§ Directions
Edit the records below so that "innermost point" is replaced with "central point" everywhere it occurs, leaving everything else unchanged. Leave the pictures out of your answer.

(Point-based annotation data)
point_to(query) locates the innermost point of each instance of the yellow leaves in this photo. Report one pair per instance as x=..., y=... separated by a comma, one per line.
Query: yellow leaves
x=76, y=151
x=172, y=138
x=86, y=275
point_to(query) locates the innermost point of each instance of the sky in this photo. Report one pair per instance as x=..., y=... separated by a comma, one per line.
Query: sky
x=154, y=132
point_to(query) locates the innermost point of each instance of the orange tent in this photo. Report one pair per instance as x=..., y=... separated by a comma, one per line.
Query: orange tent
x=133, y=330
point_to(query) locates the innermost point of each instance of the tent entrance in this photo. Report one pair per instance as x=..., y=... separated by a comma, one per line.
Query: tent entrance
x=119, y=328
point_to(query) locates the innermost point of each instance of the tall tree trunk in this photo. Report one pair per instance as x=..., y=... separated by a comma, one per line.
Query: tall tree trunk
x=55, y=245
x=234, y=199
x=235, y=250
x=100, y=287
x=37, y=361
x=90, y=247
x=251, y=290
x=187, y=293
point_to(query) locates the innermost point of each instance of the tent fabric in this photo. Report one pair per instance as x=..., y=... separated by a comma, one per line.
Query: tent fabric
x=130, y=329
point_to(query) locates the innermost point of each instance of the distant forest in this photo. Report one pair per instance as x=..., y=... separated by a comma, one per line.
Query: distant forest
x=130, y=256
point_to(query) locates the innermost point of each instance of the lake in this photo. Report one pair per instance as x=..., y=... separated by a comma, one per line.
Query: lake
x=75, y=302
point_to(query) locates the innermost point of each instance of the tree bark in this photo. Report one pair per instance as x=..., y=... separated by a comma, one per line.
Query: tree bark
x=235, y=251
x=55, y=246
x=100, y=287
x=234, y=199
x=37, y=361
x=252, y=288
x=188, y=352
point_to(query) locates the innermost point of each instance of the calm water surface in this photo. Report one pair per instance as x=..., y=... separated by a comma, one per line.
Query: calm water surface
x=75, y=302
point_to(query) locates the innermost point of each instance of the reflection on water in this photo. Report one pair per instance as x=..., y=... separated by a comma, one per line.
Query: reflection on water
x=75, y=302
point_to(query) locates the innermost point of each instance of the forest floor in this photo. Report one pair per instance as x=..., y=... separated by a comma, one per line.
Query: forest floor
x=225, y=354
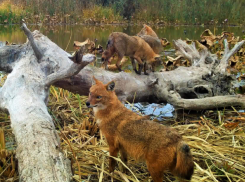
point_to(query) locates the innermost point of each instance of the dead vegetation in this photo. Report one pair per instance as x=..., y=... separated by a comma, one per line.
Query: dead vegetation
x=217, y=140
x=216, y=137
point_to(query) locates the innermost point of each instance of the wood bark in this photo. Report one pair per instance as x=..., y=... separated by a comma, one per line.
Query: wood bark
x=32, y=68
x=204, y=81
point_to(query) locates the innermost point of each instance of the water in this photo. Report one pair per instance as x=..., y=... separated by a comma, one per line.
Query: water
x=66, y=34
x=61, y=34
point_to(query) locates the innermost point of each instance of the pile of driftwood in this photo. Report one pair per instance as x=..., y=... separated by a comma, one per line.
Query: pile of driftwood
x=36, y=65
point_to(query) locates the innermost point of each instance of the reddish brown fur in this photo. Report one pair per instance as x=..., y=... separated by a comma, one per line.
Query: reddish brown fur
x=146, y=30
x=132, y=46
x=161, y=147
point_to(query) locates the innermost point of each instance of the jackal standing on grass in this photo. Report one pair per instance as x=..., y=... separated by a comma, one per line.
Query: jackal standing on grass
x=161, y=147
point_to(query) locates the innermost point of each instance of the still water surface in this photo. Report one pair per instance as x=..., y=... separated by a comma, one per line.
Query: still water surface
x=64, y=36
x=61, y=34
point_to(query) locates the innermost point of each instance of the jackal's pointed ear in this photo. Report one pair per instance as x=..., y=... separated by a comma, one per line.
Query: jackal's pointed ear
x=110, y=86
x=157, y=57
x=95, y=81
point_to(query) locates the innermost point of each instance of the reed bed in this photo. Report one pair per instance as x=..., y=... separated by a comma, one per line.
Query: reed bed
x=217, y=141
x=216, y=138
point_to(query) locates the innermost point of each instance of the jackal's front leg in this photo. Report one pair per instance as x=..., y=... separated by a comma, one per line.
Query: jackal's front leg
x=141, y=65
x=118, y=62
x=124, y=159
x=112, y=162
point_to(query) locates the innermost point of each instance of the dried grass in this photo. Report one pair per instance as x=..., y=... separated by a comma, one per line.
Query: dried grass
x=217, y=141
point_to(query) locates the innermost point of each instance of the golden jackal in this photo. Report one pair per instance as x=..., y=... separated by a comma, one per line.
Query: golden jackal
x=161, y=147
x=132, y=46
x=146, y=30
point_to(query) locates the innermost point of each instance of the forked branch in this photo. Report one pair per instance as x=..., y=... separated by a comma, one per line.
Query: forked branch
x=227, y=55
x=29, y=35
x=79, y=63
x=187, y=51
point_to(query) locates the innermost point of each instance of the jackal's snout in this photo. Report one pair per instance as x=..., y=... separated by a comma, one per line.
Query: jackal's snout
x=88, y=104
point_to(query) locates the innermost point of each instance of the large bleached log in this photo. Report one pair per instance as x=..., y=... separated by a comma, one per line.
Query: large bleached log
x=203, y=79
x=24, y=95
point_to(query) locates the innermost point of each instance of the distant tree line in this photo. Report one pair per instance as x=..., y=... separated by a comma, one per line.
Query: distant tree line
x=170, y=11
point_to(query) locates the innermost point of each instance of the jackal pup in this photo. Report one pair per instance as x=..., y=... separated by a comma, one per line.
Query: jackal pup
x=134, y=47
x=161, y=147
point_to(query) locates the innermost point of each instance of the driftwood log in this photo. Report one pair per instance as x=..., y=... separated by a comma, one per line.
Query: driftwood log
x=204, y=85
x=33, y=67
x=37, y=64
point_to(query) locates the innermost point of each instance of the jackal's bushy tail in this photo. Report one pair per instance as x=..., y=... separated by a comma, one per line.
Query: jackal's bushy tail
x=184, y=165
x=109, y=42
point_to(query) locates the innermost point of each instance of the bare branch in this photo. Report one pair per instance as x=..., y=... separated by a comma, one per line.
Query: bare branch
x=187, y=51
x=206, y=103
x=2, y=103
x=29, y=35
x=227, y=55
x=73, y=69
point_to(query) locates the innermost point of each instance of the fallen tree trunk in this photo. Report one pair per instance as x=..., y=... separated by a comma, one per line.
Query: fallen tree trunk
x=180, y=87
x=33, y=68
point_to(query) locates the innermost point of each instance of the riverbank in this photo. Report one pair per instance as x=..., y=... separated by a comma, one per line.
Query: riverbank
x=72, y=12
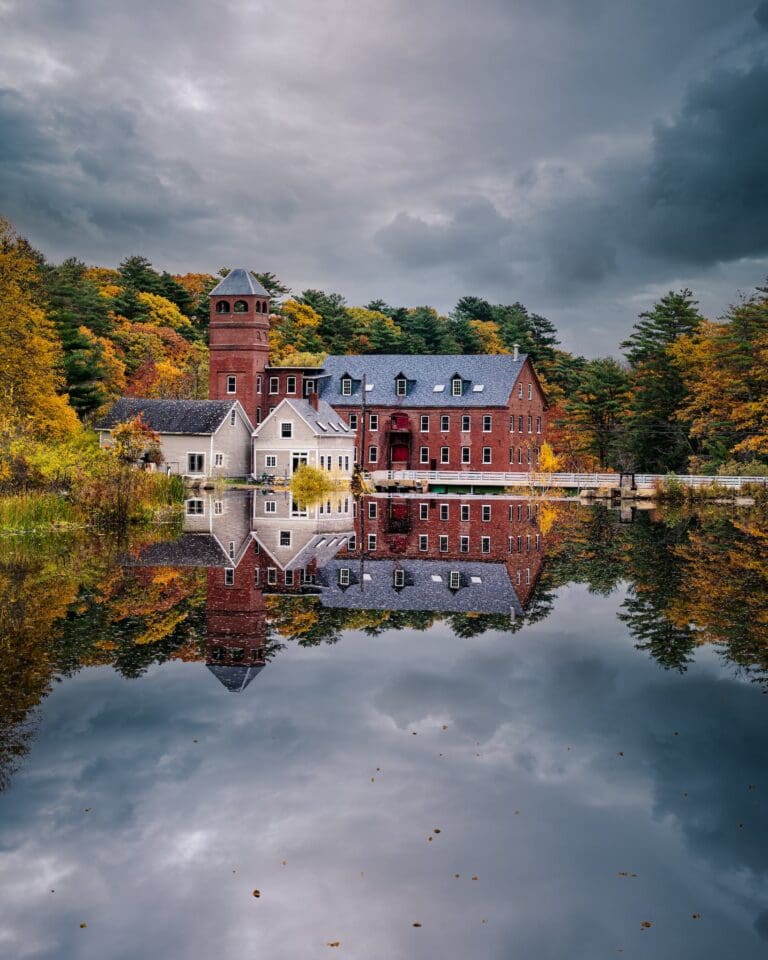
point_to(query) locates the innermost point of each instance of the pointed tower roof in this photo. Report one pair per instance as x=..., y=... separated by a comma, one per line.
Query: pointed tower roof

§ Written solution
point_to(query) locates the central point of each instance of the yellow leaves in this photo. Report one pair per instance as x=..., y=... separated by a comma, one per line.
Query: yellow leaves
x=76, y=151
x=172, y=138
x=86, y=275
point_to(query) locates the central point of each instance of the sky in this photo. Report one pair per instance as x=..., y=... separated by a comma, one per line.
Query: sky
x=154, y=132
point_to(query) locates the central point of each instance of the orange tent in this photo. Report one pair per instance as x=..., y=... separated by a comma, one per line.
Query: orange tent
x=133, y=330
point_to(query) locates the central point of each instance of the tent entrance in this photo. Report one pair per instance as x=..., y=... separated by a comma, one per line.
Query: tent entrance
x=119, y=328
point_to(query) locates the central point of each instance of the tall tree trunk in this photo. Report one pair per instance as x=..., y=... separated by a comma, one per line.
Query: tall tree trunk
x=55, y=245
x=234, y=199
x=235, y=250
x=100, y=287
x=37, y=361
x=90, y=247
x=251, y=290
x=187, y=293
point_to(query) locates the central point of each instance of the tent fabric in this photo. Report one pair per instance as x=..., y=... separated by a comma, one per line.
Query: tent fabric
x=130, y=329
point_to(query) locates the central point of each instance of the distant forest in this photo. Report one pair per instance as x=..., y=... separated by a comma, one per line.
Query: distant forest
x=130, y=256
point_to(query) locates the central point of each instance of the lake in this photo. Report one pair per instance as x=..., y=... separated by a comma, one per line.
Query: lake
x=75, y=302
point_to(query) locates the central point of each instance of the tree bark in this photo. Report one pair per instance as x=..., y=... separated by a comma, one per line.
Query: tree bark
x=235, y=251
x=55, y=246
x=100, y=287
x=234, y=199
x=37, y=361
x=252, y=288
x=188, y=352
point_to(query) locates the central point of each instance of the calm water surface in this photo. Report one pair per instance as x=..., y=... separated by a comma, one per line.
Query: calm water surface
x=75, y=302
point_to(query) locates the central point of each instance of the reflection on water in this photo. Report one pair per instance as x=..., y=... separated by a comma, one per line.
Query: reflection on water
x=75, y=302
point_to(query) locates the central point of each instance of the forest floor in this photo. Report one pair per instance as x=..., y=... separated by a comma, one per line.
Query: forest floor
x=225, y=354
point_to(query) locates the central point of each instance of the dead vegetation in this photo. Report one pair per instance as x=..., y=... separated by a comma, one per line.
Query: dead vegetation
x=217, y=140
x=216, y=137
point_to(query) locates the central point of each instance of the wood bark in this photo. Report one pair per instance as x=..., y=... separated by a comma, one per line.
Query: wood bark
x=32, y=68
x=204, y=81
point_to(query) locates the central point of each instance of the water in this photo. Report one pair per instance as x=..., y=... separated by a comma, one per line.
Query: water
x=66, y=34
x=61, y=34
point_to(query) locates the central point of each instance of the pile of driftwood in this photo. Report one pair per instance as x=..., y=... separated by a comma, one per line.
Query: pile of driftwood
x=36, y=65
point_to(query) locates the central point of each instance of the reddish brown fur in this photo. Report one pair per instance as x=..., y=... separated by a comma, one per line.
Query: reddish brown fur
x=146, y=30
x=132, y=46
x=161, y=147
point_to(query) locates the central point of each instance of the jackal standing on grass in this photo. Report one pair per instance as x=..., y=... separated by a comma, one per line.
Query: jackal standing on grass
x=161, y=147
point_to(query) locates the central point of each instance of the still water surface in this photo. Report one pair per instance as x=..., y=... separated by a comma, one per line.
Query: still water surface
x=64, y=36
x=61, y=34
point_to(query) locates the central point of each instance of the jackal's pointed ear in this photo. Report one pair per instance as x=..., y=... separated by a comma, one per line.
Query: jackal's pointed ear
x=110, y=86
x=157, y=57
x=95, y=81
point_to(query) locates the central point of each instance of the reed bed in this photo. Report one pair per instance as x=..., y=... separated by a comma, one per line.
Query: reed bed
x=217, y=141
x=216, y=138
point_to(query) locates the central point of each instance of the jackal's front leg in this photo. Report one pair per instance as x=..., y=... separated by a comma, one per line.
Query: jackal's front leg
x=141, y=65
x=118, y=62
x=124, y=159
x=112, y=162
point_to(query) locates the central point of each instance of the dried grass in this photo. Report one pair per instance as x=..., y=... separated by a comma, one per line.
Query: dried grass
x=217, y=141
point_to(query) locates the central point of each instance of the golden jackal in this photo. Report one pair per instance as x=..., y=... separated by a comma, one per line.
Query: golden jackal
x=161, y=147
x=132, y=46
x=146, y=30
point_to(query) locates the central point of each instance of the forked branch in this photo. Report one pair per instance as x=..., y=... separated by a comma, one per line.
Query: forked branch
x=227, y=55
x=29, y=35
x=79, y=63
x=187, y=51
point_to(query) locates the central point of each instance of the jackal's snout in this photo. Report one pair per instance as x=..., y=... separated by a comma, one per line.
Query: jackal's snout
x=88, y=104
point_to(query) locates the central point of each instance of the large bleached log in this photo. Report one pair per instance as x=..., y=... separated by a comma, one per line.
Query: large bleached log
x=203, y=79
x=24, y=95
point_to(query) locates the central point of each instance of the distant tree line in this photo. Report one pair per instance as x=..., y=... separated by a comma, one per line.
Query: distant tree line
x=170, y=11
point_to(query) locates the central point of each instance of the jackal pup in this photo. Report one pair per instance as x=..., y=... separated by a comma, one per line.
Query: jackal pup
x=134, y=47
x=161, y=147
point_to(query) locates the central point of each instance of the driftwood log in this photo. Report one pair per instance as x=..., y=... separated by a comma, one per line.
Query: driftwood log
x=204, y=85
x=33, y=67
x=37, y=64
point_to(query) locates the central point of each instance of the jackal's bushy tail in this photo. Report one pair per instance as x=..., y=... separated by a comma, one per line.
Query: jackal's bushy tail
x=184, y=165
x=109, y=42
point_to(query) locates the central point of each instance of the bare branch in this photo. Report one pair per instance as x=..., y=... separated by a comma, one per line.
Query: bare branch
x=187, y=51
x=206, y=103
x=2, y=103
x=29, y=35
x=227, y=55
x=73, y=69
point_to(query) locates the central point of each instance of the fallen tree trunk in this photo. Report one pair per instance as x=..., y=... separated by a comma, one per line.
Query: fallen tree trunk
x=180, y=87
x=33, y=68
point_to(query) locates the central point of each instance of the riverbank in this photo. Report one pair per instance as x=..., y=... separated by a comma, one per line.
Query: riverbank
x=72, y=12
point_to(query) locates the central point of each instance of the pointed tower roof in this photo. Report one pair per instance as x=..., y=... separated by a comma, one per line.
Query: pointed tower roof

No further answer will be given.